─── Records provided

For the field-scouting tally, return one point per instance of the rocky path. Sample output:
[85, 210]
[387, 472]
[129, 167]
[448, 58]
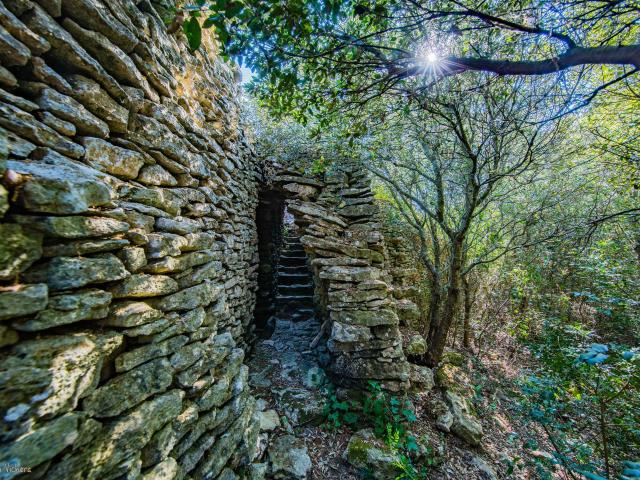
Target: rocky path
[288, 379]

──────
─── Records provided

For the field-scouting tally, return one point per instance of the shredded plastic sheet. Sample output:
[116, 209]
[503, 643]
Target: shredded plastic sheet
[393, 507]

──────

■ Do this ■
Identify each line in the data records containing the string "output", and copy those lines verbatim.

■ Exercise response ■
For the field-scouting tally, return one point per instance of the rocky path. Sample output:
For the field-scouting tally, return one point per instance of the shredded plastic sheet. Sample output:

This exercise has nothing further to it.